start
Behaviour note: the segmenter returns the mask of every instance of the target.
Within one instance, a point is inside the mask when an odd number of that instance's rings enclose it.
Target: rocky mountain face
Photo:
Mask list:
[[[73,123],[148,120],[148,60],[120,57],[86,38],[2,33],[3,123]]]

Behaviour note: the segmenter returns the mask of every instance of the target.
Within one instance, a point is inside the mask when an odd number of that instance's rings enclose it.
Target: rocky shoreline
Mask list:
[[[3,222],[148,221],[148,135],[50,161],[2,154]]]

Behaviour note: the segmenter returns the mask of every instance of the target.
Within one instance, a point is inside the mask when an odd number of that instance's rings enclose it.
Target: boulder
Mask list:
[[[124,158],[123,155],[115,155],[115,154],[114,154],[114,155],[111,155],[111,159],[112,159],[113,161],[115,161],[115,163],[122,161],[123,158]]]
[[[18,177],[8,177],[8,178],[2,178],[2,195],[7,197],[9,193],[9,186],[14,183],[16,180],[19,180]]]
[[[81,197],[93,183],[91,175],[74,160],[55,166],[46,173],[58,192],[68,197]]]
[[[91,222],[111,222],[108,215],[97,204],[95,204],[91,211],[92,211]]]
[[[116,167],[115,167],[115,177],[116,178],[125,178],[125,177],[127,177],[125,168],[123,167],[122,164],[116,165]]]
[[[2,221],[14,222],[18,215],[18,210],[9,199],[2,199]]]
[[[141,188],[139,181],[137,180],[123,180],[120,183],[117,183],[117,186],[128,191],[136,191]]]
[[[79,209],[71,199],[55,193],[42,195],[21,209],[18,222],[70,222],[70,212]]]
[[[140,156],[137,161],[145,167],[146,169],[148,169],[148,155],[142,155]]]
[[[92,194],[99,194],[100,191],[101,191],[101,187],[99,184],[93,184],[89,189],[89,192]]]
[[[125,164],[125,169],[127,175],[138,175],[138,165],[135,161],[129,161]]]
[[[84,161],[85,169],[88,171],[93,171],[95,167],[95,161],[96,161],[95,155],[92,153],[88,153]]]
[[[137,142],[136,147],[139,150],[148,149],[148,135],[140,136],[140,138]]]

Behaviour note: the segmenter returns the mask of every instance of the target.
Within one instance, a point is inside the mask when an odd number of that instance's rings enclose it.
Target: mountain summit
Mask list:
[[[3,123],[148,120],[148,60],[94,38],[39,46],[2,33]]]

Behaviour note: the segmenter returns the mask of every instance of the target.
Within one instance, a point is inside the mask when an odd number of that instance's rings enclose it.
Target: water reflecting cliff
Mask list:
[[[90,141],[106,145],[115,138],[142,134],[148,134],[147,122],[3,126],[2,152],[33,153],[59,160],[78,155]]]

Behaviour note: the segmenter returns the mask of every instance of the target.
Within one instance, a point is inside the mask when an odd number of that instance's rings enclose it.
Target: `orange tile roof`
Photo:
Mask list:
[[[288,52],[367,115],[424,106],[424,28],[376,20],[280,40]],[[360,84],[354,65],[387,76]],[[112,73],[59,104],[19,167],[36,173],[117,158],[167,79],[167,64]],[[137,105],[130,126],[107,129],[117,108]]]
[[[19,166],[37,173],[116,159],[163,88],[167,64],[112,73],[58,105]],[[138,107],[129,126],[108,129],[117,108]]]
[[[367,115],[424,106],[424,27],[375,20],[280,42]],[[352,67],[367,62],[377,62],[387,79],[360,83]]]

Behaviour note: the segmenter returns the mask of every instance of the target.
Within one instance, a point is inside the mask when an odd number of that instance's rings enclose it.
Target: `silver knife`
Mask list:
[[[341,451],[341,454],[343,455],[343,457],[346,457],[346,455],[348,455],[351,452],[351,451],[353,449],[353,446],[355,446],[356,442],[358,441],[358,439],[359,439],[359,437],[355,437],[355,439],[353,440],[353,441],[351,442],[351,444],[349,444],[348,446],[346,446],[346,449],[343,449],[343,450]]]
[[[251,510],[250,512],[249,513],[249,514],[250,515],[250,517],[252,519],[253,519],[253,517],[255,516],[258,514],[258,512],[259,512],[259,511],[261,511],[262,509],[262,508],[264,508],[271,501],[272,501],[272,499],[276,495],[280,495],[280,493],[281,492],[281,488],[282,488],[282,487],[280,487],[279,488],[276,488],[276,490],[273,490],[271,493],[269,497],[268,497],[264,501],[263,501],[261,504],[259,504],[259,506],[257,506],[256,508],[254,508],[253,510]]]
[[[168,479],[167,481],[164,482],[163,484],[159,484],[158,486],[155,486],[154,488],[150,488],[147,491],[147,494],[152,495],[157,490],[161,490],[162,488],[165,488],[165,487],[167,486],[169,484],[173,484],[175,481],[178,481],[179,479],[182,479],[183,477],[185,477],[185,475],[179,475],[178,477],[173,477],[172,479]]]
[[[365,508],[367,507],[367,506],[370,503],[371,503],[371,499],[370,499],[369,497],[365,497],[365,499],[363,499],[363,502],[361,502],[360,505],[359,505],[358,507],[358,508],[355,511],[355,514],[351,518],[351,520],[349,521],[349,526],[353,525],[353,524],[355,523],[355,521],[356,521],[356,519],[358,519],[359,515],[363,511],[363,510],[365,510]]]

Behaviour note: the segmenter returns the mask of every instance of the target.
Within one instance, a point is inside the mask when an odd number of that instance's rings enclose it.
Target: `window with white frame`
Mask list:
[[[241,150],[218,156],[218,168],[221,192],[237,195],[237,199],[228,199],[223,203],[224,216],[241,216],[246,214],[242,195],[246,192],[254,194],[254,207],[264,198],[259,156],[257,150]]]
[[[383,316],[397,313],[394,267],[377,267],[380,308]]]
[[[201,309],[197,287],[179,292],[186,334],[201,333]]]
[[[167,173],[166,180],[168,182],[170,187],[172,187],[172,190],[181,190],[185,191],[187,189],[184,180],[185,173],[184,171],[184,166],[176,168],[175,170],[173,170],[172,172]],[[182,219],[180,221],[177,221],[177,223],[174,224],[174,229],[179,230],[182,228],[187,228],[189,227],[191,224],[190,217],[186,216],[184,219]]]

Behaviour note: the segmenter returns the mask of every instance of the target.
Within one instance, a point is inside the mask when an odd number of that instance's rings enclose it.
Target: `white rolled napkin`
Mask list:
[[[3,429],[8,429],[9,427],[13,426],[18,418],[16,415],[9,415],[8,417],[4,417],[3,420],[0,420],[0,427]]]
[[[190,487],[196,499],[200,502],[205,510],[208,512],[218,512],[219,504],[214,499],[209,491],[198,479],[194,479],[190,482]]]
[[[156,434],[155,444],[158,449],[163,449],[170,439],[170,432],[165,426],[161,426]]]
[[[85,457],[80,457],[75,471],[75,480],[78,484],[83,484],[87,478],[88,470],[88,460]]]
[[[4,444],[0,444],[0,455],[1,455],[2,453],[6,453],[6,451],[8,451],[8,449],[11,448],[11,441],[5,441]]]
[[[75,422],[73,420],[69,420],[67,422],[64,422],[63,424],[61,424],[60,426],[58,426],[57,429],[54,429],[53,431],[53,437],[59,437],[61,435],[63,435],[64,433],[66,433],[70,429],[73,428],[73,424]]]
end
_Work instructions_
Rewrite the material above as a numbered list, one line per item, and leave out the blank lines.

_Final result_
1. Behaviour note: the segmenter returns the mask of every instance of the target.
2. Within one instance, a point is inside the mask when an odd number of that instance's rings enclose it.
3. Target: rocky mountain face
4. Photo:
5. Mask list:
6. [[[73,123],[148,120],[148,60],[120,57],[86,38],[2,33],[3,123]]]
7. Behaviour note: the segmenter returns the mask of every instance of the target.
8. Within one instance, a point is inside the mask when an odd number of that instance's rings enclose it.
9. Target: rocky shoreline
10. Mask list:
11. [[[3,222],[148,221],[148,135],[50,161],[2,154]]]
12. Behaviour note: the segmenter returns the mask of every instance of the target.
13. Within one instance, a point is inside the mask when an odd number of that instance's rings enclose it.
14. Target: boulder
15. Mask list:
16. [[[124,158],[123,155],[115,155],[115,154],[114,154],[114,155],[111,155],[111,159],[112,159],[113,161],[115,161],[115,163],[122,161],[123,158]]]
17. [[[18,177],[8,177],[8,178],[2,178],[2,195],[7,197],[9,193],[9,186],[14,183],[16,180],[19,180]]]
18. [[[81,197],[93,183],[91,175],[74,160],[55,166],[46,173],[58,192],[68,197]]]
19. [[[91,222],[111,222],[108,215],[97,204],[95,204],[91,211],[92,211]]]
20. [[[116,167],[115,167],[115,177],[116,178],[125,178],[125,177],[127,177],[125,168],[123,167],[122,164],[116,165]]]
21. [[[2,221],[14,222],[18,215],[18,210],[9,199],[2,199]]]
22. [[[141,188],[139,181],[137,180],[123,180],[120,183],[117,183],[117,186],[128,191],[136,191]]]
23. [[[79,209],[71,199],[55,193],[42,195],[21,209],[18,222],[70,222],[70,212]]]
24. [[[140,156],[137,161],[145,167],[146,169],[148,169],[148,155],[142,155]]]
25. [[[92,194],[99,194],[100,191],[101,191],[101,187],[99,184],[93,184],[89,189],[89,192]]]
26. [[[125,164],[125,169],[127,175],[138,175],[138,165],[135,161],[129,161]]]
27. [[[84,161],[85,169],[88,171],[93,171],[95,167],[95,161],[96,161],[95,155],[92,153],[88,153]]]
28. [[[137,142],[136,147],[139,150],[148,149],[148,135],[140,136],[140,138]]]
29. Behaviour note: the segmenter returns the mask of every instance of the target.
30. Within one instance, a point is inside the mask when an odd number of that instance's rings enclose it.
31. Target: mountain summit
32. Mask list:
33. [[[3,123],[148,120],[148,60],[94,38],[39,46],[2,33]]]
34. Behaviour note: the segmenter returns the mask of every instance of the target.
35. Within one instance, a point is inside the mask when an odd number of that instance's rings enclose it.
36. Target: water reflecting cliff
37. Mask list:
38. [[[90,141],[106,145],[115,138],[142,134],[148,134],[147,122],[3,126],[2,152],[33,153],[59,160],[78,155]]]
39. Behaviour note: the segmenter returns the mask of every instance of the target.
40. Within one instance, a point is inside the mask when an odd number of that instance's rings enclose it.
41. Target: `orange tile roof`
42. Photo:
43. Mask list:
44. [[[288,52],[367,115],[424,106],[424,28],[376,20],[280,40]],[[360,84],[354,65],[387,76]],[[112,73],[59,104],[19,167],[36,173],[117,158],[167,79],[167,64]],[[137,105],[130,126],[107,129],[117,108]]]
45. [[[19,166],[37,173],[116,159],[163,88],[167,64],[112,73],[58,105]],[[138,107],[129,126],[108,129],[117,108]]]
46. [[[367,115],[424,106],[424,27],[375,20],[280,42]],[[352,67],[367,62],[377,62],[387,79],[360,83]]]
47. Behaviour note: the segmenter returns the mask of every instance of the target.
48. Within one instance, a point is inside the mask when an odd number of that instance's rings enclose it.
49. Target: `silver knife`
50. Mask list:
51. [[[341,451],[341,454],[343,455],[343,457],[346,457],[346,455],[348,455],[351,452],[351,451],[353,449],[353,446],[355,446],[356,442],[358,441],[358,439],[359,439],[359,437],[355,437],[355,439],[353,440],[353,441],[351,442],[351,444],[349,444],[348,446],[346,446],[346,449],[343,449],[343,450]]]
52. [[[251,510],[250,512],[249,513],[249,514],[250,515],[250,517],[252,519],[253,519],[253,517],[255,516],[258,514],[258,512],[259,512],[259,511],[261,511],[262,509],[262,508],[264,508],[271,501],[272,501],[272,499],[276,495],[280,495],[280,493],[281,492],[281,488],[282,488],[282,487],[280,487],[279,488],[276,488],[276,490],[273,490],[271,493],[269,497],[268,497],[264,501],[263,501],[261,504],[259,504],[259,506],[257,506],[256,508],[254,508],[253,510]]]
53. [[[168,479],[167,481],[164,482],[163,484],[159,484],[158,486],[155,486],[154,488],[150,488],[147,491],[147,494],[152,495],[157,490],[161,490],[162,488],[165,488],[165,487],[167,486],[169,484],[173,484],[175,481],[178,481],[179,479],[182,479],[183,477],[185,477],[185,475],[179,475],[178,477],[173,477],[172,479]]]
54. [[[365,508],[367,507],[367,506],[370,503],[371,503],[371,499],[370,499],[369,497],[365,497],[365,499],[363,499],[363,502],[361,502],[360,505],[359,505],[358,507],[358,508],[355,511],[355,514],[351,518],[351,520],[349,521],[349,526],[353,525],[353,524],[355,523],[355,521],[356,521],[356,519],[358,519],[359,515],[363,511],[363,510],[365,510]]]
55. Behaviour note: the segmenter returns the mask of every instance of the target.
56. Within one instance, a point is inside the mask when an odd number of that instance's rings enclose it.
57. Target: `window with white frame`
58. Mask list:
59. [[[241,150],[218,156],[218,168],[221,192],[237,195],[237,199],[228,199],[223,203],[224,216],[241,216],[246,214],[242,195],[246,192],[254,194],[254,207],[264,198],[259,156],[257,150]]]
60. [[[383,316],[397,313],[394,267],[377,267],[380,308]]]
61. [[[201,309],[197,287],[179,292],[186,334],[201,333]]]
62. [[[167,173],[166,180],[168,182],[170,187],[172,187],[172,190],[181,190],[185,191],[187,189],[184,180],[185,173],[184,171],[184,166],[176,168],[175,170],[173,170],[172,172]],[[182,219],[180,221],[177,221],[177,223],[174,224],[174,229],[179,230],[182,228],[187,228],[189,227],[191,224],[190,217],[186,216],[184,219]]]
63. Behaviour note: the segmenter returns the mask of every instance of the target.
64. Within one instance, a point is inside the mask when an odd number of that instance's rings enclose it.
65. Target: `white rolled napkin`
66. Mask list:
67. [[[3,429],[8,429],[9,427],[13,426],[18,418],[16,415],[9,415],[8,417],[4,417],[3,420],[0,420],[0,427]]]
68. [[[190,487],[196,499],[200,502],[205,510],[208,512],[218,512],[219,504],[214,499],[209,491],[198,479],[194,479],[190,482]]]
69. [[[156,434],[155,444],[158,449],[163,449],[170,439],[170,432],[165,426],[161,426]]]
70. [[[85,457],[80,457],[75,471],[75,480],[78,484],[83,484],[87,478],[88,470],[88,460]]]
71. [[[4,444],[0,444],[0,455],[1,455],[2,453],[6,453],[6,451],[8,451],[8,449],[11,448],[11,441],[5,441]]]
72. [[[75,422],[73,420],[69,420],[67,422],[64,422],[63,424],[61,424],[60,426],[58,426],[57,429],[54,429],[53,431],[53,437],[59,437],[61,435],[63,435],[64,433],[66,433],[70,429],[73,428],[73,424]]]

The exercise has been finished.